▶ [GIVEN ENTRIES]
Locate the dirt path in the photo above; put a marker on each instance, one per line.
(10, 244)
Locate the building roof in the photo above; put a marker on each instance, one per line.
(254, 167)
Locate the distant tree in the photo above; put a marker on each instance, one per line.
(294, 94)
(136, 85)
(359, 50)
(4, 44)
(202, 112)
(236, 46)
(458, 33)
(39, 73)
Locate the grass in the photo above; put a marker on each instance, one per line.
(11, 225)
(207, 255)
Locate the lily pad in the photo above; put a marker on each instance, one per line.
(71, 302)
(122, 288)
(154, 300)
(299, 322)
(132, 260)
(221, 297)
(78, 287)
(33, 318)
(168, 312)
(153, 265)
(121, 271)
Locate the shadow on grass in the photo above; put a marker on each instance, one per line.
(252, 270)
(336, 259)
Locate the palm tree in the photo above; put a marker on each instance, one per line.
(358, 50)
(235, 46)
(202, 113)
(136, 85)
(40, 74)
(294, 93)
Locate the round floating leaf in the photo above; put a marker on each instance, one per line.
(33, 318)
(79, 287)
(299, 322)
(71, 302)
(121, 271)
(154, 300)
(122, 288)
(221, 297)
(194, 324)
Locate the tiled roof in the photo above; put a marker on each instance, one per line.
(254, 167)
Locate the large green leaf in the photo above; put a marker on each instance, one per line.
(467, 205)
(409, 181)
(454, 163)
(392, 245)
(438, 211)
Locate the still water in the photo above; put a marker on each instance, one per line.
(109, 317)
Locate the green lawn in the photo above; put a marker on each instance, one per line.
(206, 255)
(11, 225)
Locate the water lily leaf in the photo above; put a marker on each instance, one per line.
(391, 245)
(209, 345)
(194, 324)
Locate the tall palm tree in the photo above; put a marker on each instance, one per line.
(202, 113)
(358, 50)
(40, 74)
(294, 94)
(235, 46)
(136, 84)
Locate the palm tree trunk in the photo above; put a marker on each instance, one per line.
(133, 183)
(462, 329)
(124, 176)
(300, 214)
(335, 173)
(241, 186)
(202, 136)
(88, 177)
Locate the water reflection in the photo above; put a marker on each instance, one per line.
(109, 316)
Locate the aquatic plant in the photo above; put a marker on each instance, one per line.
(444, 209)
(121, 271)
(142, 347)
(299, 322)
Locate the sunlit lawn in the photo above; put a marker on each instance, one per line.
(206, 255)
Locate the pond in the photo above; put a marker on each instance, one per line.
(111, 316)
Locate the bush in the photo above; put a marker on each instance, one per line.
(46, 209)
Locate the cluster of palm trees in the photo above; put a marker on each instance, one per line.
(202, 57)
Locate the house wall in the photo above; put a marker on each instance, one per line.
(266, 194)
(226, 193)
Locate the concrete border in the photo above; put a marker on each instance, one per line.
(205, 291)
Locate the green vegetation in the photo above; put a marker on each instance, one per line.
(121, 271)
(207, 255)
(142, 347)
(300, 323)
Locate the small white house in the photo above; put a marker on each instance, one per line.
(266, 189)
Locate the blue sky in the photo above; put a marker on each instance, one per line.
==
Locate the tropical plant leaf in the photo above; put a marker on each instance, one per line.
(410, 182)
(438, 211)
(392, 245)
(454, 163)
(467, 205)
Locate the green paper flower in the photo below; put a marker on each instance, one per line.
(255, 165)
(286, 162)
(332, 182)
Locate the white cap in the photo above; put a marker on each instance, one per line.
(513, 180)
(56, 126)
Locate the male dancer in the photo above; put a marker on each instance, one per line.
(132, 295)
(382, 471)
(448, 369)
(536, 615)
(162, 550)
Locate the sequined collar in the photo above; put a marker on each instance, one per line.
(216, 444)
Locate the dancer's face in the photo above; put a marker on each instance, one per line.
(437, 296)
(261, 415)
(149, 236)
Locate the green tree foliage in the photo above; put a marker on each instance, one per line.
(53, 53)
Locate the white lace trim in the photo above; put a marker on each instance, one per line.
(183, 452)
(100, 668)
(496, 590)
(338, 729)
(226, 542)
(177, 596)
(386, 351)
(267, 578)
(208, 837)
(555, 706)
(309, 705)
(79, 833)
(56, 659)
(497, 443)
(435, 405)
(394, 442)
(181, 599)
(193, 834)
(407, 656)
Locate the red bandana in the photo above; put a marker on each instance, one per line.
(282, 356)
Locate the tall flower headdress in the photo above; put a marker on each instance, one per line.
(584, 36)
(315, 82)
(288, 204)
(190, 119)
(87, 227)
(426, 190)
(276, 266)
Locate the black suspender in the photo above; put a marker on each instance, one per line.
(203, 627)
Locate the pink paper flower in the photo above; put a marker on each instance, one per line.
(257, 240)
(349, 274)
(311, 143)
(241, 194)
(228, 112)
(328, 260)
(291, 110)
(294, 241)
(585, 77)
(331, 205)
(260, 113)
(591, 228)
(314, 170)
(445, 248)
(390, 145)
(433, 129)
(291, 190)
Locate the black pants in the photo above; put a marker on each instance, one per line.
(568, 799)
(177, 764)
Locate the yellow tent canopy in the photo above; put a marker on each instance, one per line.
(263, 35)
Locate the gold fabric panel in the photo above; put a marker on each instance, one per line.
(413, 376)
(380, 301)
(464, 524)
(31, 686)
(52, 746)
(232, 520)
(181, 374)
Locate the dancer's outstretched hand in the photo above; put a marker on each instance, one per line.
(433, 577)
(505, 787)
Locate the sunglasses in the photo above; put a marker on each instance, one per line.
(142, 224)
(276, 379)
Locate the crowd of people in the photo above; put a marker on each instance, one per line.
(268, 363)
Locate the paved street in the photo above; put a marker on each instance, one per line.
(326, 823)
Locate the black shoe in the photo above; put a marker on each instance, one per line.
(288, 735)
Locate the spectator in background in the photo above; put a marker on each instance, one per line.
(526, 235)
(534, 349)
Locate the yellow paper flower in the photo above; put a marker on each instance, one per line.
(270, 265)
...
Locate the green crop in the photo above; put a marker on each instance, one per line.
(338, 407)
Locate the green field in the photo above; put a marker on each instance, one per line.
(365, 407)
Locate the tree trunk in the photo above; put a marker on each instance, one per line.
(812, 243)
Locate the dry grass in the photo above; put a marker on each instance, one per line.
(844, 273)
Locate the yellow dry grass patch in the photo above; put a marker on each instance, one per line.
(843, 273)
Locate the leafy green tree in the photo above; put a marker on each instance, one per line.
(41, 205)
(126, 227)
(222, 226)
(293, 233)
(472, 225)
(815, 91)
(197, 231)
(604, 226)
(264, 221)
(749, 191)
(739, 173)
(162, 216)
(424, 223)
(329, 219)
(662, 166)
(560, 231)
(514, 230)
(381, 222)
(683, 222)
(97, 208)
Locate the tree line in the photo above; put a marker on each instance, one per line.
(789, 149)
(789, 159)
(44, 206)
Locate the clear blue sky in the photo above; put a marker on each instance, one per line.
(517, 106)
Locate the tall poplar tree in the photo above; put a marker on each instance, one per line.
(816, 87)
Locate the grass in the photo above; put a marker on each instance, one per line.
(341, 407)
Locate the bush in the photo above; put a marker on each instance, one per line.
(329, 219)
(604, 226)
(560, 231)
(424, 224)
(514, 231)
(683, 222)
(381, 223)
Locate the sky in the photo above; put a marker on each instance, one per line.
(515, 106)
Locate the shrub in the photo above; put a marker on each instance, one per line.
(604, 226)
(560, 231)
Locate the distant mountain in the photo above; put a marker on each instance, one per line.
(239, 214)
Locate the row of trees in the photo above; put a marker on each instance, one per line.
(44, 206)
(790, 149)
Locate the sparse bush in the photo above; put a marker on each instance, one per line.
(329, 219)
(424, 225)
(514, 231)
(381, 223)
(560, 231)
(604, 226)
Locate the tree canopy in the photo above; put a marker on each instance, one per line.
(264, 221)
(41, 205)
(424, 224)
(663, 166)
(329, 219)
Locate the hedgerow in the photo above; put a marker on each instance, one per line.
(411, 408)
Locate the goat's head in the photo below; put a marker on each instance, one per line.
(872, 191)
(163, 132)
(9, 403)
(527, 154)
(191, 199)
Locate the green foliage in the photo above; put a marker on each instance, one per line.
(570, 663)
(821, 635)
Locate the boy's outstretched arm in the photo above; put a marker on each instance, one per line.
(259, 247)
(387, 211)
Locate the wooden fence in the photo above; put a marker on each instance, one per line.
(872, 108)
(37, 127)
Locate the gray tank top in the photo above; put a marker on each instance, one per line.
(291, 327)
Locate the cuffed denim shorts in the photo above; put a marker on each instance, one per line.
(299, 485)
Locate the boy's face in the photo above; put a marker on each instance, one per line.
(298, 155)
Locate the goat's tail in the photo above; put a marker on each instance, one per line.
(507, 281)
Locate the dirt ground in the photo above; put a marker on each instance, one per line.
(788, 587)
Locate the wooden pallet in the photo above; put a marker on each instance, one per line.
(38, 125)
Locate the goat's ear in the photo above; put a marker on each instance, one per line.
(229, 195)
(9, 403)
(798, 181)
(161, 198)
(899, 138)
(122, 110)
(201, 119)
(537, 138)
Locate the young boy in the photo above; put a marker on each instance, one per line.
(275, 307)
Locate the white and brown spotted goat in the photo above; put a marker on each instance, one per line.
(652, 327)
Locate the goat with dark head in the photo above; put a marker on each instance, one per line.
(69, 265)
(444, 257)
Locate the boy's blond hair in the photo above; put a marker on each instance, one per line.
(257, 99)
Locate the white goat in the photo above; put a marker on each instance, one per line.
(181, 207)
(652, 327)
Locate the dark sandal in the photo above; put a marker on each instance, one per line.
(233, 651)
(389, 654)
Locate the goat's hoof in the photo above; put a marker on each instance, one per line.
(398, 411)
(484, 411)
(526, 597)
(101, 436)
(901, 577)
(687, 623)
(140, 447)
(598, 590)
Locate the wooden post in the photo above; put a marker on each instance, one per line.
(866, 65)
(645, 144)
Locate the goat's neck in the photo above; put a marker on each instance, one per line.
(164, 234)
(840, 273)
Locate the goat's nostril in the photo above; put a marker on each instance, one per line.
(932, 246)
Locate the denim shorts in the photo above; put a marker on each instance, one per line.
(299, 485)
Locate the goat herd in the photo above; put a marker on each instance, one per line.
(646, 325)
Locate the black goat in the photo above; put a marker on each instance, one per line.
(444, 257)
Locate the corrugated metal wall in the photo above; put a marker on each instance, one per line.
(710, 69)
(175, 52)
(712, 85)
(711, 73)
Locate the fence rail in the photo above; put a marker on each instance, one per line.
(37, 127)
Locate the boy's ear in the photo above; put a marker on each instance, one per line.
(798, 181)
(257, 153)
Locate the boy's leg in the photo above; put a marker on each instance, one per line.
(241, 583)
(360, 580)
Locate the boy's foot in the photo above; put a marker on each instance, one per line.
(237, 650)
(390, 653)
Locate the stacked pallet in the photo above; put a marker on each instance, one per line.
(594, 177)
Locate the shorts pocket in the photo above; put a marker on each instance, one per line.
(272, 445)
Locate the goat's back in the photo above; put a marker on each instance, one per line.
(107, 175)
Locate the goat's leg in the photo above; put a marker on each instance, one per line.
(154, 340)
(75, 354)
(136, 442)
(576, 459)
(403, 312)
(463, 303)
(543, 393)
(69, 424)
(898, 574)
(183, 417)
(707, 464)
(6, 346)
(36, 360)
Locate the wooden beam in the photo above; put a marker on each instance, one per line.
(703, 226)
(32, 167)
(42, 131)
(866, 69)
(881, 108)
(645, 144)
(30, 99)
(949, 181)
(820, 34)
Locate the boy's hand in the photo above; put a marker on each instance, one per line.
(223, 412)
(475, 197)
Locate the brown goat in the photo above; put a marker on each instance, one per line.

▶ [WHAT IS REQUIRED] Reproduce everything in the data from the line containing "Locate the small" down to the line containing "Locate the blue", both included, with the requests left as they are. Scale every point coordinate in the answers by 0.95 and round each result to a whole number, with halves rounded up.

▶ [OUTPUT OF THE TASK]
Locate the small white house in the photo above; put a marker on each instance, one per line.
(253, 180)
Locate the blue sky in the photo above; put a marker on each instance, one per line.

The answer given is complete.